Activity 1 ▸
From the passage on spinal stability, list the titles of all the works given in its numbered reference list.
Activity 2 ▸
Reproduce the part of the passage on spinal stability that begins with "1. White AA, Panjabi" and ends with "New York), 2001.", renaming "Second Edition" as "2nd Edition".

Passage provided ▸
= Beginning of Section =

The Importance of Spinal Stability
In everyday situations, good control of both flexion (leaning forward) and extension (leaning backward) of the spine is important. Flexion is particularly important in many activities of daily life, such as work, exercise, and even passive leisure activities such as reading.1–4
In some cases of degenerative spinal disease, surgery becomes necessary. Surgical decompression of the lumbar spine involves the careful removal of soft tissue and bone that are compressing nerves and causing pain. Usually, surgical decompression improves symptoms in the short term. However, the removal of soft tissue and bone sometimes increases spinal instability, particularly when the spine is in flexion. Such instability can lead to symptoms returning and even getting worse.
1. White AA, Panjabi MM. Clinical Biomechanics of the Spine, Second Edition. Lippincott Williams & Wilkins, 1990.
2. Benzel E. Biomechanics of Spine Stabilization. American Association of Neurological Surgeons (distributed by Thieme New York), 2001.
3. Morlock MM, Bonin V, Deuretzbacher G, Müller G, Honl M, Schneider E. “Determination of the in vivo loading of the lumbar spine with a new approach directly at the workplace – first results for nurses.” Clin Biomech 2000, 15(8): 549-558.
4. Bible JE, Biswas D, Miller CP, Whang PG, Grauer JN. “Normal functional range of motion of the lumbar spine during 15 activities of daily living.” J Spinal Disord Tech. 2010, 23(2): 106-112.

= End of Section =

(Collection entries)
= Beginning of Section =

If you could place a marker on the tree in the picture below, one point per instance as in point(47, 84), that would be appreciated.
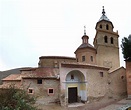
point(126, 48)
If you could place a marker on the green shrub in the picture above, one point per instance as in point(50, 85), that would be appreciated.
point(15, 99)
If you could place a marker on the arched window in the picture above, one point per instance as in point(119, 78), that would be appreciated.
point(101, 26)
point(111, 40)
point(107, 27)
point(105, 39)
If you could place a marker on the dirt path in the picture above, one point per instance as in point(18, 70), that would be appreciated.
point(88, 106)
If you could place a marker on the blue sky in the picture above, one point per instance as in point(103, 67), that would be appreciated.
point(33, 28)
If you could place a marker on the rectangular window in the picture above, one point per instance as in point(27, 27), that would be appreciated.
point(83, 58)
point(39, 81)
point(101, 74)
point(50, 91)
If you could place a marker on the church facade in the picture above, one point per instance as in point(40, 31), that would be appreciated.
point(94, 73)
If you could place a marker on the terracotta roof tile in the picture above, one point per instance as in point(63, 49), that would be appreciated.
point(12, 77)
point(42, 73)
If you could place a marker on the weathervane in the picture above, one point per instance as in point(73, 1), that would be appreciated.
point(103, 12)
point(84, 30)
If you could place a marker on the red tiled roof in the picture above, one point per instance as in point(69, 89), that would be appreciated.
point(42, 73)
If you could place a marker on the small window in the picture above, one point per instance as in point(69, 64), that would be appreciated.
point(107, 27)
point(122, 77)
point(92, 58)
point(111, 40)
point(39, 81)
point(101, 26)
point(105, 39)
point(30, 91)
point(83, 58)
point(101, 74)
point(72, 76)
point(50, 91)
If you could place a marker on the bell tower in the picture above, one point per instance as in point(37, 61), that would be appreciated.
point(106, 43)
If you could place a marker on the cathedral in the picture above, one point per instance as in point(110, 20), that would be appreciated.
point(94, 73)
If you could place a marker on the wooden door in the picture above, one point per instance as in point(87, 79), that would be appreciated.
point(72, 95)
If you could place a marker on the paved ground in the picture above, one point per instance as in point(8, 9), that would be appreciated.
point(98, 105)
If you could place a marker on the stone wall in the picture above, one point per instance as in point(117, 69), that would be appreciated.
point(41, 91)
point(128, 76)
point(117, 83)
point(53, 61)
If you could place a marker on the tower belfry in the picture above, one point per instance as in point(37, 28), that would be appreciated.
point(84, 30)
point(106, 43)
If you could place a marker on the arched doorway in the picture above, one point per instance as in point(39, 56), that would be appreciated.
point(76, 87)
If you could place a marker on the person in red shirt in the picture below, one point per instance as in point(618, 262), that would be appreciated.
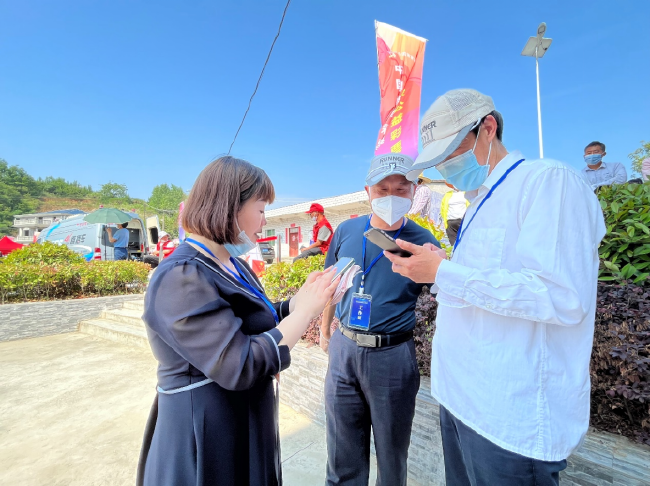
point(166, 245)
point(322, 235)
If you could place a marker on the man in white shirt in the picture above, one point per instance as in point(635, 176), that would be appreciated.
point(517, 301)
point(454, 205)
point(597, 172)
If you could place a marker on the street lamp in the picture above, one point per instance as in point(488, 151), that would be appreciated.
point(536, 47)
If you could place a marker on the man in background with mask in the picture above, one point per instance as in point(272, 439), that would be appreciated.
point(373, 377)
point(517, 301)
point(322, 233)
point(597, 172)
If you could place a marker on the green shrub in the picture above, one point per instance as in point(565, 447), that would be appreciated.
point(625, 250)
point(26, 282)
point(47, 253)
point(282, 280)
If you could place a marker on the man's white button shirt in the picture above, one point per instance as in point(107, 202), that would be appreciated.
point(517, 305)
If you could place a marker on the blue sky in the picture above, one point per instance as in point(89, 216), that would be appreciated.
point(149, 92)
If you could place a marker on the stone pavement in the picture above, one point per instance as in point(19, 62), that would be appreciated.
point(74, 407)
point(37, 319)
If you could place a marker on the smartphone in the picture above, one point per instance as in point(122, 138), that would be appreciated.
point(341, 266)
point(385, 242)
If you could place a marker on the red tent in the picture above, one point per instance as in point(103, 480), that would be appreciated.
point(7, 245)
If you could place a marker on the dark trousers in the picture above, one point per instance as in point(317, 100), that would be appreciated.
point(472, 460)
point(452, 229)
point(367, 387)
point(308, 253)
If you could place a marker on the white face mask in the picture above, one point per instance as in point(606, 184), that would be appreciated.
point(244, 246)
point(391, 208)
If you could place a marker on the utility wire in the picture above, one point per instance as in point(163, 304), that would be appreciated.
point(261, 74)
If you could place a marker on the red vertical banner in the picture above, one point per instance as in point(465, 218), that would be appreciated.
point(400, 60)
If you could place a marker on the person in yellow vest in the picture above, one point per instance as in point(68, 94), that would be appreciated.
point(452, 210)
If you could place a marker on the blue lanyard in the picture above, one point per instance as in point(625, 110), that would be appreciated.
point(240, 278)
point(363, 252)
point(461, 233)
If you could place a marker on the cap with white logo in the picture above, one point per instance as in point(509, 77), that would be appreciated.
point(385, 165)
point(446, 124)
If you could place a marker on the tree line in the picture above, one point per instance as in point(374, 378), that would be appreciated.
point(21, 193)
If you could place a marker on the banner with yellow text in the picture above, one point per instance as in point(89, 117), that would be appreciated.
point(400, 59)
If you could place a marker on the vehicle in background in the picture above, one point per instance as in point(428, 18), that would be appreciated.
point(91, 239)
point(268, 251)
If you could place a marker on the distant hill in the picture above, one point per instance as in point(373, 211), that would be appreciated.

= End of Section =

Response box 1 ▸
- Clinical Biomechanics of the Spine, Second Edition
- Biomechanics of Spine Stabilization
- Determination of the in vivo loading of the lumbar spine with a new approach directly at the workplace – first results for nurses
- Normal functional range of motion of the lumbar spine during 15 activities of daily living

Response box 2 ▸
1. White AA, Panjabi MM. Clinical Biomechanics of the Spine, 2nd Edition. Lippincott Williams & Wilkins, 1990.
2. Benzel E. Biomechanics of Spine Stabilization. American Association of Neurological Surgeons (distributed by Thieme New York), 2001.